--- START ---

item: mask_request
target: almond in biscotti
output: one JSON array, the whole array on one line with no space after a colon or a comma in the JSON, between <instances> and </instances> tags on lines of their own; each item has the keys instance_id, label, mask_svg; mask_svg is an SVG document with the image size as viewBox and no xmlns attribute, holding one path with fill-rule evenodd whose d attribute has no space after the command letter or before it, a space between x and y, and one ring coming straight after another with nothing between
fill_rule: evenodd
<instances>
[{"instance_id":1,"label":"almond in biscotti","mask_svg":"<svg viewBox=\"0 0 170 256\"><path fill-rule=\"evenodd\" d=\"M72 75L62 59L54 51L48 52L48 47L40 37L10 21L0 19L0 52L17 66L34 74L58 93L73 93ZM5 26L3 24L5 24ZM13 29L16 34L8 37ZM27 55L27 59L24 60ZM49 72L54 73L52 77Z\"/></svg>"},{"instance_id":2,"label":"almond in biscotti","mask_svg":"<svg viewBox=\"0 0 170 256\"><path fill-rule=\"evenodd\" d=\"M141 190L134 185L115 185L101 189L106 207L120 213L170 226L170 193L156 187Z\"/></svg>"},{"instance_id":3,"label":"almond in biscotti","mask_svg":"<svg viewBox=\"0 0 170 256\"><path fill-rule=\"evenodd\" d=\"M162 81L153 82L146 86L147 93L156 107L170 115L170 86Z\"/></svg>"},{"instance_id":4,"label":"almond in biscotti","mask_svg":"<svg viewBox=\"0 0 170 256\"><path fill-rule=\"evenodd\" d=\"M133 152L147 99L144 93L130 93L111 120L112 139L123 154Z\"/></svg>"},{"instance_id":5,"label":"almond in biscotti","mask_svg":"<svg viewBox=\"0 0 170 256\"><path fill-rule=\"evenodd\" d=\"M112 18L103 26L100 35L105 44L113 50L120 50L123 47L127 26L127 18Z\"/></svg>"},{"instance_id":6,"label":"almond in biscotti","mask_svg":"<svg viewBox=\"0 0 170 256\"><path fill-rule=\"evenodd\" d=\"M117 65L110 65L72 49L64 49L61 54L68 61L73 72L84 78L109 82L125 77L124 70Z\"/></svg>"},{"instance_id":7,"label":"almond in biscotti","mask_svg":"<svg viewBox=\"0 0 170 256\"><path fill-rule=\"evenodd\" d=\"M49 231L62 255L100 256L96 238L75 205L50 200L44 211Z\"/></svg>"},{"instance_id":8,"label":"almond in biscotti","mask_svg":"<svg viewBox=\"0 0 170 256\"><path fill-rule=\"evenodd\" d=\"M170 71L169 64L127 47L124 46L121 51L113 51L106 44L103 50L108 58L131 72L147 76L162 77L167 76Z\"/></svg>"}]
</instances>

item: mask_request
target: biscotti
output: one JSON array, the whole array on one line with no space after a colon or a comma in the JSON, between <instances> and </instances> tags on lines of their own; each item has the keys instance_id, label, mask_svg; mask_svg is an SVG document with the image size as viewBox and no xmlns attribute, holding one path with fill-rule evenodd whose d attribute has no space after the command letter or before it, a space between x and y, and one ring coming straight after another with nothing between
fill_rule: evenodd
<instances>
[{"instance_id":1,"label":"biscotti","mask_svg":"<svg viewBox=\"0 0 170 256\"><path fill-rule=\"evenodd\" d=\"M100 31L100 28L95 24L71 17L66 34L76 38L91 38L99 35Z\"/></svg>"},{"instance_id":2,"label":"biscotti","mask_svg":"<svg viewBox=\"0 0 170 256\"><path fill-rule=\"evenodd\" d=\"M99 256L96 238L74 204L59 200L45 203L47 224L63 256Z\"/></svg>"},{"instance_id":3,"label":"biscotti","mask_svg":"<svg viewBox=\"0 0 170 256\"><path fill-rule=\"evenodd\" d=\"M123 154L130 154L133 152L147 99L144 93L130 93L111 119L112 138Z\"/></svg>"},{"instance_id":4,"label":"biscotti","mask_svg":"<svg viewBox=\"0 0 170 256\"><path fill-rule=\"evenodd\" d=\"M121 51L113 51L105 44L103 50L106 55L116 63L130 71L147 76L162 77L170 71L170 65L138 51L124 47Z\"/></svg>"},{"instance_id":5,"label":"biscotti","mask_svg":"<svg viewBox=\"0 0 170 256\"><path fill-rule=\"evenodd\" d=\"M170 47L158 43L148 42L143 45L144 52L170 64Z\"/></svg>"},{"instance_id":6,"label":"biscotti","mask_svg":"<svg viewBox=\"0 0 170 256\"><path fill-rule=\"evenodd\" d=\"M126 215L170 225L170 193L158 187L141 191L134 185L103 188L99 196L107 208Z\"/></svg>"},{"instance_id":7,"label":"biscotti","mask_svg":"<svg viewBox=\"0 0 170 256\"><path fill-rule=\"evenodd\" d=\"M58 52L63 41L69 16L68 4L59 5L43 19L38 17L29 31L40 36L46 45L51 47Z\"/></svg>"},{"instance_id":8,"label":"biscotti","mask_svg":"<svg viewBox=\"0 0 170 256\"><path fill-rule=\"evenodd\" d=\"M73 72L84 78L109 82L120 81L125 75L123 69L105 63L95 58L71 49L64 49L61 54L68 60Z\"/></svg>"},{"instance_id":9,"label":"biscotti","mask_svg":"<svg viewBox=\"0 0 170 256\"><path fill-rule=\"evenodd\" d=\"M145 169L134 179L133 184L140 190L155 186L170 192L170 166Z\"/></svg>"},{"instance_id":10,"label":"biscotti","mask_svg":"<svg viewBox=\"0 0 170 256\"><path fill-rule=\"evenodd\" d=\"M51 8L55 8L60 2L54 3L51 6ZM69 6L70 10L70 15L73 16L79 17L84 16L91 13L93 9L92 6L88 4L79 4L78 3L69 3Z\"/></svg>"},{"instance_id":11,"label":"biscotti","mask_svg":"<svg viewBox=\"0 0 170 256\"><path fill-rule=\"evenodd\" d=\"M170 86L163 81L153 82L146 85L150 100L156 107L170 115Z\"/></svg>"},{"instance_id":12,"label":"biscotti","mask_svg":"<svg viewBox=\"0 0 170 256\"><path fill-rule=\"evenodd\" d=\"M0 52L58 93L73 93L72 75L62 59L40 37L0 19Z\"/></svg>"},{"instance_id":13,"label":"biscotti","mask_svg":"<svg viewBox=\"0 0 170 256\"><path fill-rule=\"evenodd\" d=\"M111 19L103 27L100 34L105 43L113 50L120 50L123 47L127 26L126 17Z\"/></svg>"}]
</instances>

--- END ---

▶ _Instruction_
Your task is to output all of the data above word for word.

▶ _Correct response_
item: mask_request
target: almond in biscotti
output: one JSON array, the whole array on one line with no space after a colon or a comma in the JSON, between <instances> and </instances> tags on lines of their own; each item has the keys instance_id, label, mask_svg; mask_svg is an SVG document with the image size as viewBox and no xmlns attribute, holding one path with fill-rule evenodd whose d attribute has no space after the command letter or before it, a space between x and y, and one ring coming straight after another with nothing between
fill_rule: evenodd
<instances>
[{"instance_id":1,"label":"almond in biscotti","mask_svg":"<svg viewBox=\"0 0 170 256\"><path fill-rule=\"evenodd\" d=\"M72 75L62 59L54 51L48 52L48 47L40 37L10 21L0 19L0 52L17 66L34 74L58 93L73 93ZM5 26L3 24L5 24ZM13 29L16 34L8 37ZM27 55L27 59L24 60ZM49 72L54 73L52 77Z\"/></svg>"},{"instance_id":2,"label":"almond in biscotti","mask_svg":"<svg viewBox=\"0 0 170 256\"><path fill-rule=\"evenodd\" d=\"M141 190L134 185L115 185L101 189L106 207L120 213L170 226L170 193L156 187Z\"/></svg>"},{"instance_id":3,"label":"almond in biscotti","mask_svg":"<svg viewBox=\"0 0 170 256\"><path fill-rule=\"evenodd\" d=\"M162 81L153 82L146 86L147 93L156 107L170 115L170 86Z\"/></svg>"},{"instance_id":4,"label":"almond in biscotti","mask_svg":"<svg viewBox=\"0 0 170 256\"><path fill-rule=\"evenodd\" d=\"M133 152L147 99L144 93L130 93L111 120L112 139L123 154Z\"/></svg>"},{"instance_id":5,"label":"almond in biscotti","mask_svg":"<svg viewBox=\"0 0 170 256\"><path fill-rule=\"evenodd\" d=\"M112 18L103 26L100 35L105 44L113 50L120 50L123 47L127 26L127 18Z\"/></svg>"},{"instance_id":6,"label":"almond in biscotti","mask_svg":"<svg viewBox=\"0 0 170 256\"><path fill-rule=\"evenodd\" d=\"M117 65L110 65L72 49L64 49L61 54L68 61L73 72L84 78L109 82L125 77L124 70Z\"/></svg>"},{"instance_id":7,"label":"almond in biscotti","mask_svg":"<svg viewBox=\"0 0 170 256\"><path fill-rule=\"evenodd\" d=\"M49 231L62 255L100 256L96 238L75 205L50 200L44 211Z\"/></svg>"},{"instance_id":8,"label":"almond in biscotti","mask_svg":"<svg viewBox=\"0 0 170 256\"><path fill-rule=\"evenodd\" d=\"M170 71L169 64L127 47L124 46L121 51L113 51L106 44L103 50L108 58L131 72L147 76L162 77L167 76Z\"/></svg>"}]
</instances>

item: mask_request
target: biscotti
output: one JSON array, the whole array on one line with no space after a colon or a comma in the JSON, between <instances> and </instances> tags on lines of their own; each item has the keys instance_id, label, mask_svg; mask_svg is an SVG document with the image size as viewBox and no xmlns attribute, holding one path with fill-rule evenodd whose d attribute has no space after the command letter or before it, a space between x and y, and one ring coming straight after another with nothing between
fill_rule: evenodd
<instances>
[{"instance_id":1,"label":"biscotti","mask_svg":"<svg viewBox=\"0 0 170 256\"><path fill-rule=\"evenodd\" d=\"M100 31L100 28L95 24L71 17L66 34L76 38L91 38L99 35Z\"/></svg>"},{"instance_id":2,"label":"biscotti","mask_svg":"<svg viewBox=\"0 0 170 256\"><path fill-rule=\"evenodd\" d=\"M99 256L96 238L74 204L59 200L45 203L47 224L63 256Z\"/></svg>"},{"instance_id":3,"label":"biscotti","mask_svg":"<svg viewBox=\"0 0 170 256\"><path fill-rule=\"evenodd\" d=\"M123 154L130 154L133 152L147 99L144 93L130 93L111 119L112 138Z\"/></svg>"},{"instance_id":4,"label":"biscotti","mask_svg":"<svg viewBox=\"0 0 170 256\"><path fill-rule=\"evenodd\" d=\"M121 51L113 51L105 44L103 50L106 55L116 63L130 71L147 76L162 77L170 71L170 65L138 51L124 47Z\"/></svg>"},{"instance_id":5,"label":"biscotti","mask_svg":"<svg viewBox=\"0 0 170 256\"><path fill-rule=\"evenodd\" d=\"M170 47L158 43L148 42L143 45L144 52L170 64Z\"/></svg>"},{"instance_id":6,"label":"biscotti","mask_svg":"<svg viewBox=\"0 0 170 256\"><path fill-rule=\"evenodd\" d=\"M126 215L170 225L170 193L158 187L141 191L134 185L103 188L99 196L107 208Z\"/></svg>"},{"instance_id":7,"label":"biscotti","mask_svg":"<svg viewBox=\"0 0 170 256\"><path fill-rule=\"evenodd\" d=\"M58 52L63 41L69 16L68 4L59 5L43 19L38 17L29 31L40 36L46 45L51 47Z\"/></svg>"},{"instance_id":8,"label":"biscotti","mask_svg":"<svg viewBox=\"0 0 170 256\"><path fill-rule=\"evenodd\" d=\"M73 72L84 78L109 82L120 81L125 75L123 69L105 63L95 58L71 49L64 49L61 54L68 60Z\"/></svg>"},{"instance_id":9,"label":"biscotti","mask_svg":"<svg viewBox=\"0 0 170 256\"><path fill-rule=\"evenodd\" d=\"M145 169L134 179L133 184L140 190L155 186L170 192L170 166Z\"/></svg>"},{"instance_id":10,"label":"biscotti","mask_svg":"<svg viewBox=\"0 0 170 256\"><path fill-rule=\"evenodd\" d=\"M51 8L55 8L60 2L54 3L51 6ZM69 6L70 10L70 15L73 16L79 17L84 16L91 13L93 9L92 6L88 4L79 4L78 3L69 3Z\"/></svg>"},{"instance_id":11,"label":"biscotti","mask_svg":"<svg viewBox=\"0 0 170 256\"><path fill-rule=\"evenodd\" d=\"M170 86L163 81L153 82L146 85L150 100L156 107L170 115Z\"/></svg>"},{"instance_id":12,"label":"biscotti","mask_svg":"<svg viewBox=\"0 0 170 256\"><path fill-rule=\"evenodd\" d=\"M0 52L58 93L73 93L72 75L62 59L40 37L0 19Z\"/></svg>"},{"instance_id":13,"label":"biscotti","mask_svg":"<svg viewBox=\"0 0 170 256\"><path fill-rule=\"evenodd\" d=\"M111 19L103 27L100 34L105 43L113 50L120 50L123 47L127 26L126 17Z\"/></svg>"}]
</instances>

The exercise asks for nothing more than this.